Selected excerpt START

Lab Canada

Ottawa heart institute creates new hypertension research chair

Ottawa, ON October 27, 2003 (October 10, 2003) The University of Ottawa Heart Institute has created the Pfizer Chair in Hypertension Research. It says the five-year agreement will advance the groundbreaking work of the Institute’s Hypertension Research Group in new and unexplored areas, such as the impact on brain function.

The first recipient of the Pfizer Chair in Hypertension Research is Dr. Frans Leenen, director, hypertension unit, Ottawa Heart Institute. “Dr Leenen is a world leader in hypertension, whose work is internationally recognized,” says Dr Wilbert Keon, president and CEO of the University of Ottawa Heart Institute. “The establishment of this chair is important not only for Dr Leenen’s research but for the millions of Canadians who have hypertension, a major risk factor for heart disease and Canada’s leading cause of death.”

Pfizer Canada and the Heart Institute Foundation will each invest C$1 million, and the Canadian Institutes of Health Research (CIHR) will contribute $400,000. The total partnership will amount to $2.4 million in support of hypertension research, an essential strategic priority for the Heart Institute.

Selected excerpt END
Recorded information START

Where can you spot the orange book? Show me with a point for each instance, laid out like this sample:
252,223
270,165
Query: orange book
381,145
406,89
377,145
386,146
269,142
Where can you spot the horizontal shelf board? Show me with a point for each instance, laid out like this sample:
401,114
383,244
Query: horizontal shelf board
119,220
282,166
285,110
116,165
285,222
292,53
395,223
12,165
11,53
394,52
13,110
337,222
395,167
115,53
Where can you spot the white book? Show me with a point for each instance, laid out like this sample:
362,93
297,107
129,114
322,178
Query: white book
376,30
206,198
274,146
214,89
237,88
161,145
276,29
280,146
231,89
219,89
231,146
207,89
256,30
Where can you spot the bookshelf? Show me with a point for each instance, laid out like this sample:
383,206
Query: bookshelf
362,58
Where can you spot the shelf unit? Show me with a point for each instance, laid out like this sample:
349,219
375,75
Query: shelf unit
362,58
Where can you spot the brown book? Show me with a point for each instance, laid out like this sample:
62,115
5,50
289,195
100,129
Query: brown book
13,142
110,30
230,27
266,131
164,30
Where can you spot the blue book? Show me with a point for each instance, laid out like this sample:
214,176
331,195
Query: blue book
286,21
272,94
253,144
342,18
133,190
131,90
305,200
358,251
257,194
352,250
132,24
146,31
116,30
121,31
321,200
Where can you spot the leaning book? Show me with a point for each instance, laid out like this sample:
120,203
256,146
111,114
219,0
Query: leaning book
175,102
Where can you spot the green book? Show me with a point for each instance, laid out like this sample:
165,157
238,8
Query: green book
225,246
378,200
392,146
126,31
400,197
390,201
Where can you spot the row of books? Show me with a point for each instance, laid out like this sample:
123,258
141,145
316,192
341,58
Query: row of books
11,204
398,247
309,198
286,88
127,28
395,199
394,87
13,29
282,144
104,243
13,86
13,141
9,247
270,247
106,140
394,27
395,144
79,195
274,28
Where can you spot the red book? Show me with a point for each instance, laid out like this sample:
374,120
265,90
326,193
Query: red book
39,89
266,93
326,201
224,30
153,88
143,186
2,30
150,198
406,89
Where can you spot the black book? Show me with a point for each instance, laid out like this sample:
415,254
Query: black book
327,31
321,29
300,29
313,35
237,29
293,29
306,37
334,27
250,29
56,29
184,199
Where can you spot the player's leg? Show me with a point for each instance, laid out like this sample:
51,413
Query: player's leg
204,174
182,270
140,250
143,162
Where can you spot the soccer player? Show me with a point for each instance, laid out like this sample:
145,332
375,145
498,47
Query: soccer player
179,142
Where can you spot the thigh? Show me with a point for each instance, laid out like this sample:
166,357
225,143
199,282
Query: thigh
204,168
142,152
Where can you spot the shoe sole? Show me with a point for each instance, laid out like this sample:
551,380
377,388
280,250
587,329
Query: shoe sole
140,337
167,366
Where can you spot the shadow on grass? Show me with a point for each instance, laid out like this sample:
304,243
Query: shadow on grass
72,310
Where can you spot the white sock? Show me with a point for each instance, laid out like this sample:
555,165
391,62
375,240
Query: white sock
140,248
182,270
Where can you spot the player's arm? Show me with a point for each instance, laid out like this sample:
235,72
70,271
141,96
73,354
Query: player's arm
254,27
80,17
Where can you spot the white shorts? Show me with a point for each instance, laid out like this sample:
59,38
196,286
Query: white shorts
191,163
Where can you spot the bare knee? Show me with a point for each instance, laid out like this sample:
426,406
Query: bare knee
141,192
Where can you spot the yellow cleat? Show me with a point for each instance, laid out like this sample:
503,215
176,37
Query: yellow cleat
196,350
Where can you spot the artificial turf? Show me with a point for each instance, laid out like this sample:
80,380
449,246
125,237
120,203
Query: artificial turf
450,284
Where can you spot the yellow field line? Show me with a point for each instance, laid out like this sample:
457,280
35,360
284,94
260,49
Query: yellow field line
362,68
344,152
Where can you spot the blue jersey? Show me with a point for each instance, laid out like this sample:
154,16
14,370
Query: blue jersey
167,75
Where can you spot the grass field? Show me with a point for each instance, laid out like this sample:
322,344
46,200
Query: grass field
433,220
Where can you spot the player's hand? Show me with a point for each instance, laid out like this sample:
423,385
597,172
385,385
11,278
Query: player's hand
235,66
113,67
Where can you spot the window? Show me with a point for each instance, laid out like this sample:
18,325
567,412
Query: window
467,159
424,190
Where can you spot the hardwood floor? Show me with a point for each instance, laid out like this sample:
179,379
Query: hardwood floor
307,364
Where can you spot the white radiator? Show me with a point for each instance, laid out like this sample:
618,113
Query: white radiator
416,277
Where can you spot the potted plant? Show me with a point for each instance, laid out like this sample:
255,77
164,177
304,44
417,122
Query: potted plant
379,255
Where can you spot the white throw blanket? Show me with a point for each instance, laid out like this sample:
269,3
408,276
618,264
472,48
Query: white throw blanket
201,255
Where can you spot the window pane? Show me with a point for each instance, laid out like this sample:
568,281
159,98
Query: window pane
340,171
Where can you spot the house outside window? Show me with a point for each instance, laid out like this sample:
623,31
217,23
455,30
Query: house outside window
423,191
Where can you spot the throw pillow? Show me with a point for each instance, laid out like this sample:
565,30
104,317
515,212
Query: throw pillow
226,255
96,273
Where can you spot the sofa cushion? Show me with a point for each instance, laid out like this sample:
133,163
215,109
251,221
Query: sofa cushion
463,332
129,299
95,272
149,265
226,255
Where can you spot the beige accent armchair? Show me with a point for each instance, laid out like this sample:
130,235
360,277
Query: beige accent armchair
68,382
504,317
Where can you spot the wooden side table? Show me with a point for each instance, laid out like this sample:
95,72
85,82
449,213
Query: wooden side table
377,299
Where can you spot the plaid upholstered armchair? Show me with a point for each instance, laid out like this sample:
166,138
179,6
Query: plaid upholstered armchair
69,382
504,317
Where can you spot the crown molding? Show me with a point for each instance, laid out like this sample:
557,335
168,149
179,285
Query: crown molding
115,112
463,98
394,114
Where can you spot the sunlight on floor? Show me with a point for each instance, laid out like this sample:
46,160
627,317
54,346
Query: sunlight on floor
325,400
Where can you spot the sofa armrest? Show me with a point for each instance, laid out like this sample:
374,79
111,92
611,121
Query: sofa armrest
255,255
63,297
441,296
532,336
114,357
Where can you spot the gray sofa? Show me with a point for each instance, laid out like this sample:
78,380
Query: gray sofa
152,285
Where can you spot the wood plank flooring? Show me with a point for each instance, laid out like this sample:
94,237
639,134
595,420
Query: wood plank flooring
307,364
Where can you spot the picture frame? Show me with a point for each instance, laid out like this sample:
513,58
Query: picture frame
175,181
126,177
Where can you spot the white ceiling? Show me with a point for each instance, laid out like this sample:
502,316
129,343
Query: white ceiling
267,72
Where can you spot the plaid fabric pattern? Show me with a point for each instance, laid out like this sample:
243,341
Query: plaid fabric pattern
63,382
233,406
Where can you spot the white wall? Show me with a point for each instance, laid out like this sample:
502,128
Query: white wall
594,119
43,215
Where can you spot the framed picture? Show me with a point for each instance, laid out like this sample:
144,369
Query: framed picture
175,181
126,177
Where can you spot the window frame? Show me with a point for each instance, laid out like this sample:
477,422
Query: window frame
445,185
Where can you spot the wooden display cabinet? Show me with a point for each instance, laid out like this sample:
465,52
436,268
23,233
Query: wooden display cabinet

Recorded information END

◆ Work to complete:
1: In the hypertension research chair article, who is named as the first recipient of the Pfizer Chair in Hypertension Research?
2: Pick up the hypertension research chair article from its final sentence and continue it.
Nothing in the listing is needed for this work.

◆ List of answers:
1: Dr. Frans Leenen, director of the hypertension unit at the Ottawa Heart Institute.

2:
“As a leader in cardiovascular research, Pfizer is very proud to contribute to Canada’s research knowledge and to support the innovative work of Dr Leenen in hypertension,” says Jean Michel Halfon, president of Pfizer Canada. “It is extremely important to ensure that long-term research in this field continues knowing that the Canadian population is growing older, and that the burden on our healthcare system will continue to increase.”

The hypertension research group at the Heart Institute has taken a new approach by exploring into the brain. By assessing the impact of salt on brain function, the research team is able to target specific areas affecting the nervous system and therefore, blood pressure. The researchers believe that a better understanding of these brain mechanisms will help explain genetic links to hypertension and may lead to more effective prevention measures and new therapies for patients.